━━━━━ Selected passage ━━━━━

0

This is based on a previous question of mine Replacing for loops with function call inside with broadcasting/vectorized solution but is more complicated, and the additional complications have me at a loss.

Here are some similar posts, however, I was not able to get my problem to work after reading the solutions to their problems:

Broadcasting custom function

Broadcasting function calls in np arrays

Broadcasting a function call to a a 3D array in python

Broadcasting a python function onto np arrays

Here is the MWE

def OneD(x, y, z, r_1, r_2):
    ret = 0.0
    for i in range(x+1):
        for j in range(y+1):
            m = i + j
            if m % 2 == 0:
                ret += np.exp(i+r_1)**(j+1) / (z+1+r_2)
    return ret 

def ThreeD(a,b,c, d, e):
    value = OneD(a[0],b[0], c, d[0], e[0])
    value *= OneD(a[1],b[1], c, d[1], e[1])
    value *= OneD(a[2],b[2], c, d[2], e[2])    
    return value

M1 = M2 = np.array(([[0,0,0],[0,0,1], [1,1,1], [1,0,2]]), dtype=int) 
scales0 = scales1 = np.array([1.1, 2.2, 3.3, 4.4])
cc0 = cc1 = cc2 =1.77    # for simplicity, all constants made the same
r1 = np.array([0.0,0.0,0.0])
r2 = r1 + 1.0   
results = np.zeros((4,4))

for s0, n0, in enumerate(M1):
    for s1, n1, in enumerate(M2):
        v = ThreeD(n0, n1, cc2, r1, r2)
        v *= cc0 * cc1 * scales0[s0] * scales1[s1]
        results[s0, s1] += v

Similar to the vectorized/Broadcasted version created for the simpler problem linked at the start, I am trying to get rid of the for loops and speed up the calculation by performing vectorized calls to function OneD

v  = np.prod(OneD(M1[:,None,:], M2[None,:,:], np.arange(4)[None,:,None], r1, r2), axis=2)
results = v * cc0*cc1*np.array(scales0)[:,None]*np.array(scales1)[None,:] 

The problem I have is that now, when using OneD, scalars are not being passed, but instead arrays are appearing. This tells me I need to pad the arrays further (maybe go up 2 dimensions?)? I am struggling with padding the arrays correctly. I think I will need to make the arrays have more dimensions, and then squeeze them after, but I am unclear on how to do this. My numerous attempts have been wrong, and always keep on ending up sending arrays to OneD. For this example I need to end up with a (4,4) array.

━━━━━ Data extract ━━━━━

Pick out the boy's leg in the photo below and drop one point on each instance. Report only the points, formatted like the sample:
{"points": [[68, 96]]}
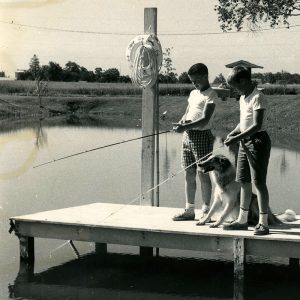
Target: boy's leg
{"points": [[190, 187], [187, 158], [190, 191], [246, 195], [206, 189], [243, 176], [260, 155], [203, 146], [263, 202]]}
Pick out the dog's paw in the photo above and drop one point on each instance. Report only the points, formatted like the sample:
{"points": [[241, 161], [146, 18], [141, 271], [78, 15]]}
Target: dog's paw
{"points": [[201, 222], [214, 225]]}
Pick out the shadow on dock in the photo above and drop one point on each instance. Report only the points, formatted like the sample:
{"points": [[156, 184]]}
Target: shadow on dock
{"points": [[120, 276]]}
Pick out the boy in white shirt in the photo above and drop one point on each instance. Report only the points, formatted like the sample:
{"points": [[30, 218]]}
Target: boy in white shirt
{"points": [[254, 150], [197, 139]]}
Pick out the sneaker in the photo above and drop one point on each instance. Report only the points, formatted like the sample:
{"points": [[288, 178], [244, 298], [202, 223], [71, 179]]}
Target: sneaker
{"points": [[261, 229], [187, 215], [235, 225]]}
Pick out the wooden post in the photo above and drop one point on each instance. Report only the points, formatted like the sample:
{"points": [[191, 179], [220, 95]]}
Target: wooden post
{"points": [[294, 262], [239, 262], [146, 252], [148, 121], [101, 248]]}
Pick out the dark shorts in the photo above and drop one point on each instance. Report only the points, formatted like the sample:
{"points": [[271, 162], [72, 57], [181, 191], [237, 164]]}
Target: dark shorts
{"points": [[195, 145], [255, 170]]}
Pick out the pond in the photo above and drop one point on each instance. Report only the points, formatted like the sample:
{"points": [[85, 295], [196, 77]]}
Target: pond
{"points": [[109, 175]]}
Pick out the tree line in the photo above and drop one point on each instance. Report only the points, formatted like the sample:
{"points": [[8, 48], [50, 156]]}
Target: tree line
{"points": [[73, 72]]}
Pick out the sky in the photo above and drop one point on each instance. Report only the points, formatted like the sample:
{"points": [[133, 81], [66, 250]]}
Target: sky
{"points": [[275, 50]]}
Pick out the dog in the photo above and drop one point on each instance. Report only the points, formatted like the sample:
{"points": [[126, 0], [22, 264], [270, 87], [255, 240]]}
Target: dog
{"points": [[227, 194]]}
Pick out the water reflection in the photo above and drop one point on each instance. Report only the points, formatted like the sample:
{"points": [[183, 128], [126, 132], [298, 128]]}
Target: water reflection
{"points": [[113, 175], [127, 277], [119, 276]]}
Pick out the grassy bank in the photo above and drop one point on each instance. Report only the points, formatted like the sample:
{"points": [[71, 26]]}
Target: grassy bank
{"points": [[27, 88], [282, 120]]}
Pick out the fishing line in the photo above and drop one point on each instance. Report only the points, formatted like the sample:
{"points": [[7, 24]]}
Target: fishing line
{"points": [[161, 183], [101, 147]]}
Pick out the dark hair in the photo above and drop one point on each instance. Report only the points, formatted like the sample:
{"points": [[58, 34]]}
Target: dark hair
{"points": [[198, 69], [239, 73]]}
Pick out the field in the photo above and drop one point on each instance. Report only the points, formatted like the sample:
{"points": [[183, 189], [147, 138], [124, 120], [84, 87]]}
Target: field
{"points": [[27, 88], [122, 103]]}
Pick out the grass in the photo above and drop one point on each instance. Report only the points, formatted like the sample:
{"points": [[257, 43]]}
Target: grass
{"points": [[27, 88], [283, 122]]}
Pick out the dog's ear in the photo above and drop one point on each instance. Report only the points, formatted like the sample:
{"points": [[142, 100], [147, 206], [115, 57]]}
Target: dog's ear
{"points": [[225, 163]]}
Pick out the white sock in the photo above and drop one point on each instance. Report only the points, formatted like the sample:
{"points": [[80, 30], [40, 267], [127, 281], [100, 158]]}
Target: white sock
{"points": [[263, 219], [243, 216], [205, 208], [190, 207]]}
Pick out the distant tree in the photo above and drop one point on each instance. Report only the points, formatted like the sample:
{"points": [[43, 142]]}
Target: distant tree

━━━━━

» Task objective: Write out everything in the numpy broadcasting question from "Here is the" down to "c, d[0], e[0])", copied word for word.

» Solution to this exercise:
Here is the MWE

def OneD(x, y, z, r_1, r_2):
    ret = 0.0
    for i in range(x+1):
        for j in range(y+1):
            m = i + j
            if m % 2 == 0:
                ret += np.exp(i+r_1)**(j+1) / (z+1+r_2)
    return ret 

def ThreeD(a,b,c, d, e):
    value = OneD(a[0],b[0], c, d[0], e[0])